Supplied material:
▬▬▬

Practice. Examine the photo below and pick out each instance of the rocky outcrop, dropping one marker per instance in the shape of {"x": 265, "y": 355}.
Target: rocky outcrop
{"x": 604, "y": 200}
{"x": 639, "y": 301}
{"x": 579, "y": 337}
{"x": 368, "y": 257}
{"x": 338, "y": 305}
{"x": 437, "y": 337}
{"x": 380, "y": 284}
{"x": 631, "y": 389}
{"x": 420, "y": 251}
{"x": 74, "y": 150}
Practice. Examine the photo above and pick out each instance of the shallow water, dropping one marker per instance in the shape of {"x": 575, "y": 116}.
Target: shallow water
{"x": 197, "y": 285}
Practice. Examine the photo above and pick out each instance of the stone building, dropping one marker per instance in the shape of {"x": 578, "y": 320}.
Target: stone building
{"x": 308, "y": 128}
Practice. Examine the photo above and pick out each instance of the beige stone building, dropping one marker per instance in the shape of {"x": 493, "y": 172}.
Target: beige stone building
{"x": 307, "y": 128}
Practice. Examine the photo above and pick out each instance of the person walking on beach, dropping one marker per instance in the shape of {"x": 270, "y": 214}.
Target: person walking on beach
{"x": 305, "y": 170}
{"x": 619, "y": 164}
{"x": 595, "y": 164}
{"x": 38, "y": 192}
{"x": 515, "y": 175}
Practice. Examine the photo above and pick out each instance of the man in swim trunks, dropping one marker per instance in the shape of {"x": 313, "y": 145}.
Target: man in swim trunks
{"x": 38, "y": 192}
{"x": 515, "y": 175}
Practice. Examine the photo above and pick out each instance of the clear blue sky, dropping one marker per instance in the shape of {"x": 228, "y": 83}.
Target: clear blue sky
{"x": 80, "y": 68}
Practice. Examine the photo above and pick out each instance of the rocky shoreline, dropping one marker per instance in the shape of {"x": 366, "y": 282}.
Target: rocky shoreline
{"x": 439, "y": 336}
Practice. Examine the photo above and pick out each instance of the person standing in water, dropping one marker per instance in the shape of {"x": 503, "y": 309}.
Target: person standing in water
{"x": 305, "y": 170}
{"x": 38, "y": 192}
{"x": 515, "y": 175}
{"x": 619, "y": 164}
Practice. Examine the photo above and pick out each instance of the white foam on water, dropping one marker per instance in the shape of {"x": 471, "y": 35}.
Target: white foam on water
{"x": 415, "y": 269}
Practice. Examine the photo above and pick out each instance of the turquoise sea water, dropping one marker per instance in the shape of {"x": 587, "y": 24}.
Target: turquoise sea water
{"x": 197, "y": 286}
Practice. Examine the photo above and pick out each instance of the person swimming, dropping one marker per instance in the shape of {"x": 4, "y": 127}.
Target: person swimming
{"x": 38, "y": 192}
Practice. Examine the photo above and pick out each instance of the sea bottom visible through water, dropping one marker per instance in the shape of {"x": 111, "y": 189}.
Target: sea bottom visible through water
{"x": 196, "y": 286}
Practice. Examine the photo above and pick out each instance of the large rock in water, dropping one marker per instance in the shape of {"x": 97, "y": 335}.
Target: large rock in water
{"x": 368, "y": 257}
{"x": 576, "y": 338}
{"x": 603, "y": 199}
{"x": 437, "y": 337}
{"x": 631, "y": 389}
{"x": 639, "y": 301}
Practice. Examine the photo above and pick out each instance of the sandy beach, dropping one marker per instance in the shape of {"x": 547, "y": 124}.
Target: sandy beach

▬▬▬

Assignment: Where the string "sandy" turns up in a line of the data above, copy that whole line.

Result of the exercise:
Practice. Examine the photo above and pick out each instance of the sandy beach, dropping one marker per instance in the shape of {"x": 547, "y": 124}.
Target: sandy beach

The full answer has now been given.